Short task A
In the lawn-care thread, what height of cut was the lawn mowed at by the end of August?

[START Selected text]

I know some may not approve but I use Purity Soil Conditioner for the worm problem, has helped a lot. I still have casts but much less now. I'll PM the suppliers contact details if you are interested.

Pitchcare's 18-9-9 is a good alternative to the Germinal one you use, worth checking it out when you run short on your current liquid.


----------



## GlynRS2 (Apr 9, 2019)

Had the afternoon off and it wasn't raining so did a charity mow.
Two days post foliar feed and tonic:



Looks a deeper green to the eye, if not in the photo.
Growth has really slowed down in the past week with average daily temperatures now only around 7'C (45'F) with lows of 4'C (39'F) and highs of only 10'C (50'F). Probably only having 9 hours of daylight doesn't help either.


----------



## GlynRS2 (Apr 9, 2019)

It wasn't raining today so gave the lawn a quick mow to tidy it up. Holding good colour for January, but got a few fungal patches where it has been so wet.


----------



## Belfort (May 21, 2018)

Your garden looks great.

How much Moddus did you use per square meter?


----------



## testwerke (Apr 4, 2019)

Such a beautiful garden, Glyn. Well done. I want to move to the UK, Cornwall specifically


----------



## GlynRS2 (Apr 9, 2019)

Sorry, but I am not very good at keeping a journal up to date, as is clearly evident.
However, I will give an update on my 2020 lawn adventures.

The lawn was looking in good condition at the start of the season in April:










We had no rain at all for 5 weeks in May and by the end was looking a little dry in places, despite regular irrigation. But the rest of the garden seemd to be enjoying the early summer:



















By end of August was still looking good with HOC down to 13mm (0.5 inches):










Having lots of complements from family and the neighbours, so the next thing I did was spray it with Glyphosate!

[END Selected text]
[START Data provided]

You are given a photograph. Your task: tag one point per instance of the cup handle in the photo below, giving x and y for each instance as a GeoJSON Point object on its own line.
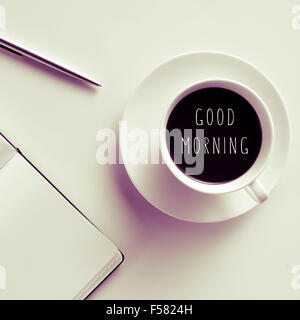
{"type": "Point", "coordinates": [257, 191]}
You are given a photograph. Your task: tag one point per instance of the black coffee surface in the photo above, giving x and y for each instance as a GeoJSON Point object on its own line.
{"type": "Point", "coordinates": [232, 132]}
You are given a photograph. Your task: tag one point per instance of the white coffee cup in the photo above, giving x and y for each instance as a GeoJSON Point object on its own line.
{"type": "Point", "coordinates": [250, 179]}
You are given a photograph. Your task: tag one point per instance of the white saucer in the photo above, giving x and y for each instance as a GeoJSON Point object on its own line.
{"type": "Point", "coordinates": [145, 110]}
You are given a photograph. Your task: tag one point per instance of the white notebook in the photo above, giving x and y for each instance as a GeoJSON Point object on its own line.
{"type": "Point", "coordinates": [48, 249]}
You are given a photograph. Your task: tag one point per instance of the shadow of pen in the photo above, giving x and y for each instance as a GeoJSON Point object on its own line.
{"type": "Point", "coordinates": [57, 74]}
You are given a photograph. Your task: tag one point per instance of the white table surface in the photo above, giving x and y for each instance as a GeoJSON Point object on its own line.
{"type": "Point", "coordinates": [54, 121]}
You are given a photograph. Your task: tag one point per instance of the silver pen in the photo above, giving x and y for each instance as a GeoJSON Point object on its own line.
{"type": "Point", "coordinates": [13, 47]}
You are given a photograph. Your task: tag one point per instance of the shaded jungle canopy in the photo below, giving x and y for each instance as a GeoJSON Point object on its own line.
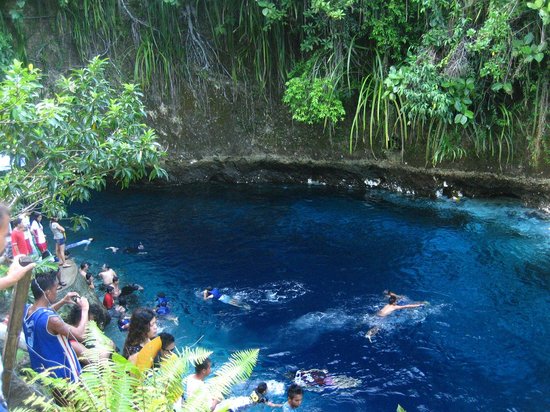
{"type": "Point", "coordinates": [454, 79]}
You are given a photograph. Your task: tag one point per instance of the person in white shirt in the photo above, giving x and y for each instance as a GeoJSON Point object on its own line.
{"type": "Point", "coordinates": [195, 383]}
{"type": "Point", "coordinates": [37, 231]}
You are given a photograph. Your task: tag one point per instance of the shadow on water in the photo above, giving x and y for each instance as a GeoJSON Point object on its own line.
{"type": "Point", "coordinates": [312, 263]}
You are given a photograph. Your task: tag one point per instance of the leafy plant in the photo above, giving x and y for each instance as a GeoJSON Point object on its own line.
{"type": "Point", "coordinates": [313, 100]}
{"type": "Point", "coordinates": [65, 145]}
{"type": "Point", "coordinates": [115, 384]}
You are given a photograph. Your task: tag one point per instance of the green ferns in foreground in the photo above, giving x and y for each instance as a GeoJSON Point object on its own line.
{"type": "Point", "coordinates": [115, 384]}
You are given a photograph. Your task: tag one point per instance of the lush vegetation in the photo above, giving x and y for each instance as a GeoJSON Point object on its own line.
{"type": "Point", "coordinates": [454, 78]}
{"type": "Point", "coordinates": [65, 143]}
{"type": "Point", "coordinates": [115, 384]}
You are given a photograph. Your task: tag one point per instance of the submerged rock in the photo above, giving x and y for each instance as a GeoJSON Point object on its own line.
{"type": "Point", "coordinates": [366, 174]}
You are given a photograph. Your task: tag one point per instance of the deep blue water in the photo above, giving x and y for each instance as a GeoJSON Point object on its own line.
{"type": "Point", "coordinates": [313, 263]}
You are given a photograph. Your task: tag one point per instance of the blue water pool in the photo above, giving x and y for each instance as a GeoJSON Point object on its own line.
{"type": "Point", "coordinates": [313, 262]}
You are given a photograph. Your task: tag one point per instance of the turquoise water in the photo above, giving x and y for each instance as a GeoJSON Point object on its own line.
{"type": "Point", "coordinates": [313, 262]}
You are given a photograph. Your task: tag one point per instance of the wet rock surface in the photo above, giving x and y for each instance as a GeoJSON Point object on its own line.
{"type": "Point", "coordinates": [534, 192]}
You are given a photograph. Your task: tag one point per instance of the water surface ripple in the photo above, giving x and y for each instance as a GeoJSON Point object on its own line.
{"type": "Point", "coordinates": [312, 262]}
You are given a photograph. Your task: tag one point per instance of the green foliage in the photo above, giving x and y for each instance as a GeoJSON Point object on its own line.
{"type": "Point", "coordinates": [447, 67]}
{"type": "Point", "coordinates": [115, 384]}
{"type": "Point", "coordinates": [543, 8]}
{"type": "Point", "coordinates": [64, 145]}
{"type": "Point", "coordinates": [313, 100]}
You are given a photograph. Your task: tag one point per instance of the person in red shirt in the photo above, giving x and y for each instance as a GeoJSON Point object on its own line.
{"type": "Point", "coordinates": [19, 245]}
{"type": "Point", "coordinates": [108, 300]}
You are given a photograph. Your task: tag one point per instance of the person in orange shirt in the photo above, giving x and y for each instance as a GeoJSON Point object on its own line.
{"type": "Point", "coordinates": [19, 244]}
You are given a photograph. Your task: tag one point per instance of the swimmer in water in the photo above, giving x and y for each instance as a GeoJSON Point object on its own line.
{"type": "Point", "coordinates": [162, 308]}
{"type": "Point", "coordinates": [392, 306]}
{"type": "Point", "coordinates": [214, 293]}
{"type": "Point", "coordinates": [241, 403]}
{"type": "Point", "coordinates": [318, 379]}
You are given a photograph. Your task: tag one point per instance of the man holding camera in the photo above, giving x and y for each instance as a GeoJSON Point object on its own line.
{"type": "Point", "coordinates": [47, 334]}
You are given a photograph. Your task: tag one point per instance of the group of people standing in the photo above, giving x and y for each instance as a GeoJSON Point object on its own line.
{"type": "Point", "coordinates": [57, 345]}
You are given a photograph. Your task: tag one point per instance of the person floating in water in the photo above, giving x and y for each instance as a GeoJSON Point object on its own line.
{"type": "Point", "coordinates": [214, 293]}
{"type": "Point", "coordinates": [295, 396]}
{"type": "Point", "coordinates": [162, 308]}
{"type": "Point", "coordinates": [241, 403]}
{"type": "Point", "coordinates": [85, 242]}
{"type": "Point", "coordinates": [392, 306]}
{"type": "Point", "coordinates": [132, 250]}
{"type": "Point", "coordinates": [137, 250]}
{"type": "Point", "coordinates": [318, 379]}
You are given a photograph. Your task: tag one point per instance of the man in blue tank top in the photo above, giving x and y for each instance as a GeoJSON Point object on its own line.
{"type": "Point", "coordinates": [47, 334]}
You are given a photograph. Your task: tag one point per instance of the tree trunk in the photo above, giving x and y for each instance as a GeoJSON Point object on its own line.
{"type": "Point", "coordinates": [14, 329]}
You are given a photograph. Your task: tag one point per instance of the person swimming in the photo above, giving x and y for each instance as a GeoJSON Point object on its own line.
{"type": "Point", "coordinates": [214, 293]}
{"type": "Point", "coordinates": [392, 306]}
{"type": "Point", "coordinates": [240, 403]}
{"type": "Point", "coordinates": [161, 303]}
{"type": "Point", "coordinates": [162, 308]}
{"type": "Point", "coordinates": [320, 379]}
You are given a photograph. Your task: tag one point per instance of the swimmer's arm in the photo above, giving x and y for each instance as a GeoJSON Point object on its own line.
{"type": "Point", "coordinates": [412, 305]}
{"type": "Point", "coordinates": [274, 405]}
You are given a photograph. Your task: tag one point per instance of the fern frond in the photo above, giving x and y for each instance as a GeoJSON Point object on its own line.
{"type": "Point", "coordinates": [236, 370]}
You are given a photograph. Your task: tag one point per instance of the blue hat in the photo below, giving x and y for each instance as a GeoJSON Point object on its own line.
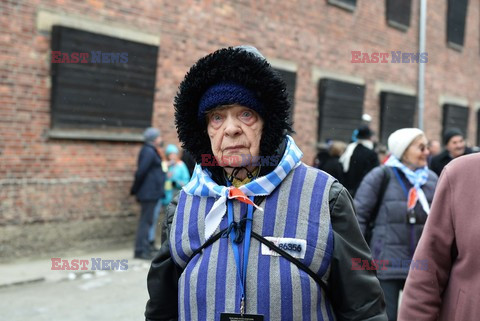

[END Data provided]

Short task B
Lay out the records from the line containing "of the swimmer's" through the end of the records as a JSON list of strings, one string per line, with blank lines and pictures left out.

Full output A
13mm (0.5 inches)

Full output B
[
  "You are given a photograph. Your task: tag one point per instance of the swimmer's arm in the photo above, giving x and y for each instance as a GeoJSON Point object on its own line.",
  "{\"type\": \"Point\", \"coordinates\": [412, 305]}",
  "{\"type\": \"Point\", \"coordinates\": [274, 405]}",
  "You are given a photograph. Your task: tag one point per instance of the fern frond in the photo above, giving x and y for each instance as a GeoJSON Point object on its own line.",
  "{\"type\": \"Point\", \"coordinates\": [236, 370]}",
  "You are given a photograph. Your task: tag one point per instance of the blue hat in the photo below, giving x and y for each instance as a GeoJSON Point object on its own line."
]